_MATERIALS PROVIDED_.
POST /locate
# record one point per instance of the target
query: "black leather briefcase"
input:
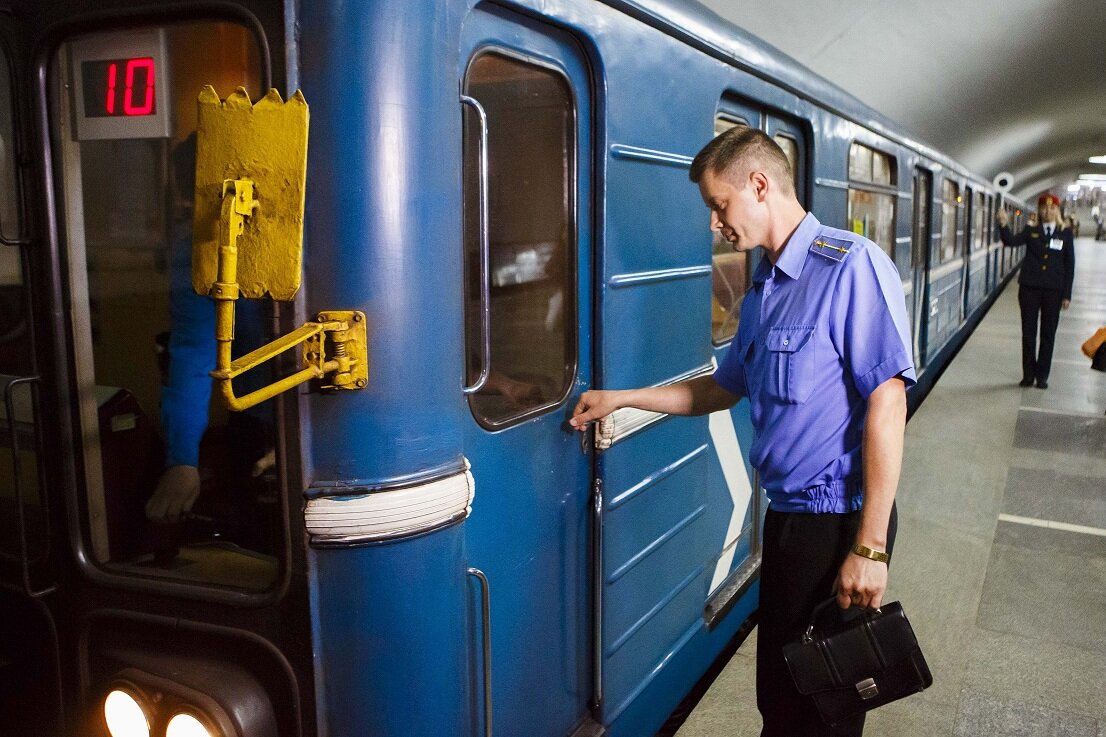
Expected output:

_EXERCISE DIRECTIONS_. Write out the lines above again, substituting "satchel" for "briefcase" and leaving everything else unchanged. Omit the pictures from your answer.

_OUTPUT OF THE TASK_.
POST /locate
# record one point per instance of the target
query: "black leather satchel"
input:
Expected output:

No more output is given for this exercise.